While the number of wild Madagascar bananas has become smaller over the years due to deforestation, conservation efforts are ongoing in the Tsingy de Bemaraha Strict Nature Reserve to ensure that the world’s banana population is safe for years to come.   

5. Madagascar is a melting pot of delicious food

Flaunting a mix of  Arab, Colonial, Asian, Indian and Creole influences, this island country is a spectacular melting pot of culinary delights. If you’re looking to get your appetite going, Madagascar has a long list of sumptuous delicacies that will make your mouth water in no time.

Some of the dishes that are a must-try when visiting Madagascar include the breakfast favorite, Mofo gasy or Malagasy bread, which is known for its subtle yet distinctive mouthfeel, as well as the Foza sy hena-kisoa, Madagascar’s version of the surf and turf, that will excite your taste buds with its sweet and spicy notes.

You can also satisfy your sweet tooth by grabbing a bite of Koba akondro, the traditional dessert of Madagascar, which is a blend of honey, corn flour, peanuts, vanilla and bananas. The combination of crunch from the peanuts and the creaminess of the bananas gives this delicacy a very interesting texture.

6. The lamba  is the most popular clothing in the island country

The traditional garment of both men and women in Madagascar is called the lamba, which is basically a rectangular wrap of cloth made from a variety of materials depending on the occasion it is worn. It is the Malagasy version of the sarong.

Besides being made from silk and cotton, there are also lambas that use bast and raffia fibers, as well as cow hide and pig skin, as primary materials. The weaving styles and color schemes also vary among villages and regions in the country.

While the Sakalavas go for solid prints mixed with stripes and simple geometric patterns, their Merina counterparts prefer their lambas multi-colored and embellished with intricate weave work.

Apart from its main function as a garment, the lamba is also used as a cushion when carrying a heavy object on top of the head, a makeshift bag, a child carrier, a blanket as well as an emergency outdoor mat.

7. Gorilla-sized lemurs used to live in Madagascar

While the Babakoto (Indri indri) is nowadays considered as the heaviest lemur in Madagascar with an average weight of 8.6 kilograms and the Diademed Sifaka (Propithecus diadema) as the tallest with an average height of 1 meter, there used to be a population of lemurs the size of gorillas living in the island country 560 years ago.

Classified by paleontologists as Archaeoindris, these massive creatures feasted on fruits, nuts and seeds and spent most of their time nesting and feeding in the trees. Just to give you an insight on how big these animals were, their average weight was 160 kilograms based on fossil evidence.

Scientists believe that their numbers were decimated when the human population of Madagascar grew over time. Apart from being docile, studies also show that the Archaeoindris did not move really fast, making them easy pickings for hunters.

● TASK BRIEF:
Turn the paragraph of the Madagascar text that starts with "Besides being made from silk and cotton" into a short list that keeps its main facts.

Entries pointing to named objects:
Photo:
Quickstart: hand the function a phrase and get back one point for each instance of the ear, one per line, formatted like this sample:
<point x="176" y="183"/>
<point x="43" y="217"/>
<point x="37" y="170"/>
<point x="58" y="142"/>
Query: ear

● ANSWER TO THIS TASK:
- Lambas are made from silk and cotton, and some use bast and raffia fibers, cow hide and pig skin as primary materials.
- Weaving styles vary among villages and regions of the country.
- Color schemes also vary among villages and regions.